§ Supplied passage:
Where you are now working and what is your role?
I am currently a Professor in the Psychology Department at the Munroe-Meyer Institute (MMI) at the University of Nebraska Medical Center. My professional areas of expertise include behavior management for children and adolescents with behavioral challenges and attention deficits, academic assessment and intervention for children and adolescents with academic challenges, professional development and instructional coaching for adults who teach and support children, parent training, school-based consultation, family engagement, and strengthening positive home-school partnerships. My current clinical practice through MMI is situated in OPS schools, providing school psychological services, including school-based consultation. I also am Project Co-Director for the Carolina Family Engagement Center, housed in the College of Education at the University of South Carolina, and funded through a grant by the U.S. Department of Education.
Tell us about your path to becoming a psychologist / academician / researcher.
I received my PhD in Psychology at Louisiana State University in the School Psychology program, and I am a licensed psychologist in Nebraska for children and adolescents. Throughout my career, I have provided behavioral health services through private practice in rural, urban, and suburban areas, while holding faculty positions at medical centers and institutions of higher education.
From the time I was a child in a suburban area near New Orleans, Louisiana, I always found joy in helping others, especially other children, and in making life better for adults and children with whom I lived, played, and worked. I had always wanted to be a teacher (even “tutoring” my grandpa and “playing school” with my younger cousins). However, when I was in eighth grade, my mom (who had been a teacher) knew that I had a desire to go beyond what the four walls of a classroom typically allow. She introduced me to the realm of child psychology that would allow me to be able to have a profound impact on enhancing the lives of individual children and their families. My career goal was to make the life of a child and that child’s family better off when they left me than when they met me.
As I set my sights on clinical psychology, I majored in psychology at LSU, graduated, and applied to clinical child psychology graduate programs. When my GRE scores were not high enough for admission into those top-notch programs, I was encouraged to apply for the school psychology program at LSU. That was the first of a few “alternatives” in my path that became one of those “happy accidents” in my life! I graduated with my PhD from LSU in psychology, came to Nebraska for internship at MMI through the NICPP, and started my faculty career at MMI.

§ Data under study:
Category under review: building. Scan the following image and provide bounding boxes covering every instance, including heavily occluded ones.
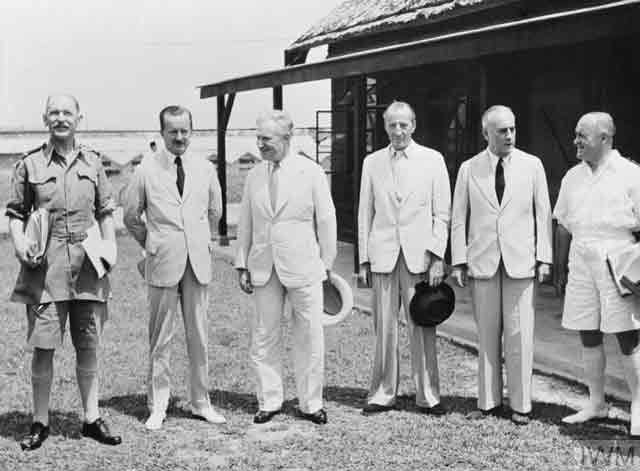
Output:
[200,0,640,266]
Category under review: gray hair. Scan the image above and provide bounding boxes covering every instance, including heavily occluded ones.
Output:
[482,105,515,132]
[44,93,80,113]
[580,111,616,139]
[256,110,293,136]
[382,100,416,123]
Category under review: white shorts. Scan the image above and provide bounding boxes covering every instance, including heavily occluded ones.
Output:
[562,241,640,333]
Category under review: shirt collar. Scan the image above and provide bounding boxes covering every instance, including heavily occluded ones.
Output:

* * *

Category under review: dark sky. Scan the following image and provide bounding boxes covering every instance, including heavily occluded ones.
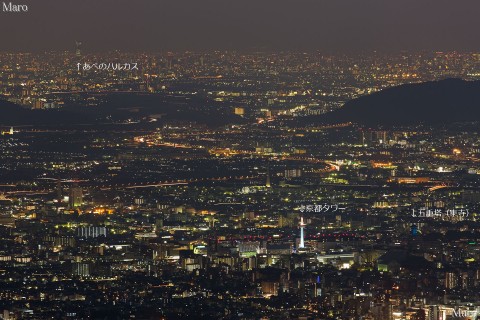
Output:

§ Tasks to complete:
1. Turn the paragraph of the interview that begins "As I set my sights on clinical psychology" into a short bulleted list that keeps its main facts.
2. Output the stretch of the interview from "I received my" through "of higher education.", word for word.

§ Answers for the exercise:
1.
- Aimed for clinical psychology, majored in psychology at LSU, graduated, and applied to clinical child psychology graduate programs.
- GRE scores were not high enough for admission to those programs, so applied to the school psychology program at LSU on encouragement. This was the first of a few "alternatives" that became "happy accidents."
- Earned a PhD in psychology from LSU.
- Came to Nebraska for internship at MMI through the NICPP and started a faculty career at MMI.

2.
I received my PhD in Psychology at Louisiana State University in the School Psychology program, and I am a licensed psychologist in Nebraska for children and adolescents. Throughout my career, I have provided behavioral health services through private practice in rural, urban, and suburban areas, while holding faculty positions at medical centers and institutions of higher education.